TASK GOAL: Arrange every line of the entries below as a numbered list, skipping blank lines and omitting the pictures.

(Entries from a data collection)
=====

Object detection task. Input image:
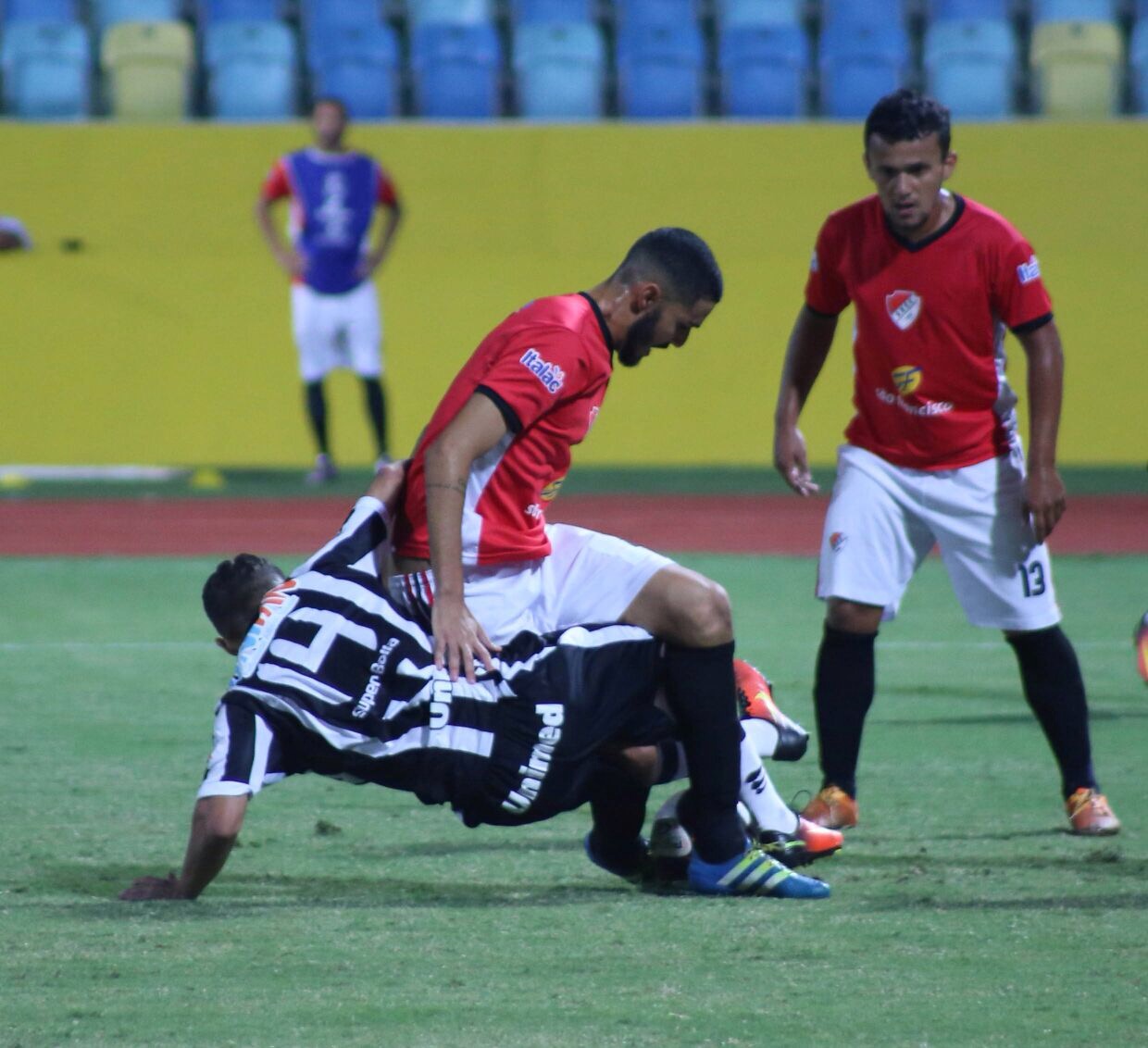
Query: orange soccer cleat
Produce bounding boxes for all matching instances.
[1064,786,1120,837]
[802,785,857,830]
[733,659,809,761]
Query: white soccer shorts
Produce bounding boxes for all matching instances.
[291,281,382,382]
[391,525,674,644]
[817,445,1061,630]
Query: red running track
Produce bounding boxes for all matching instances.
[0,494,1148,556]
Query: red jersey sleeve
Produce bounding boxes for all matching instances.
[259,159,291,201]
[479,327,592,438]
[991,227,1053,330]
[805,215,850,317]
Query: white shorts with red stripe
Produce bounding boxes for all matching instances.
[391,525,674,644]
[817,445,1061,630]
[291,281,382,382]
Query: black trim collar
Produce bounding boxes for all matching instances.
[579,292,614,353]
[880,193,965,252]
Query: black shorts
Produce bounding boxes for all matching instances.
[455,624,671,825]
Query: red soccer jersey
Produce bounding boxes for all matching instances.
[805,196,1052,469]
[393,293,613,565]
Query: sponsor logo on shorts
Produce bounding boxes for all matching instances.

=====

EXERCISE SOLUTION:
1. Object detection task. Input image:
2. Query: orange soccer cleat
3. Produce bounding boxes for all matching instances.
4. [1064,786,1120,837]
5. [802,785,857,830]
6. [733,659,809,761]
7. Query: white soccer shorts
8. Produce bounding boxes for all matching instances.
9. [291,281,382,382]
10. [391,525,674,644]
11. [817,445,1061,630]
12. Query: red running track
13. Produce bounding boxes for all matching instances.
14. [0,494,1148,556]
15. Query: red jersey sleeve
16. Produce bounding boxes for all matching instances.
17. [259,159,291,201]
18. [479,327,592,438]
19. [991,227,1053,330]
20. [805,215,850,317]
21. Query: white shorts with red stripe
22. Produce bounding boxes for all matching instances.
23. [391,525,674,644]
24. [817,445,1061,630]
25. [291,281,382,382]
26. Query: black trim collar
27. Produce bounding boxes for all matching instances.
28. [579,292,614,353]
29. [880,193,965,252]
30. Query: black shorts
31. Produce bounding boxes for all matching instances.
32. [455,624,671,825]
33. Query: red soccer jersey
34. Produce bounding boxes for all matching instances.
35. [805,196,1052,469]
36. [393,293,613,565]
37. Query: sponsor logo on shorts
38. Produce bounding boxes for all matching instances.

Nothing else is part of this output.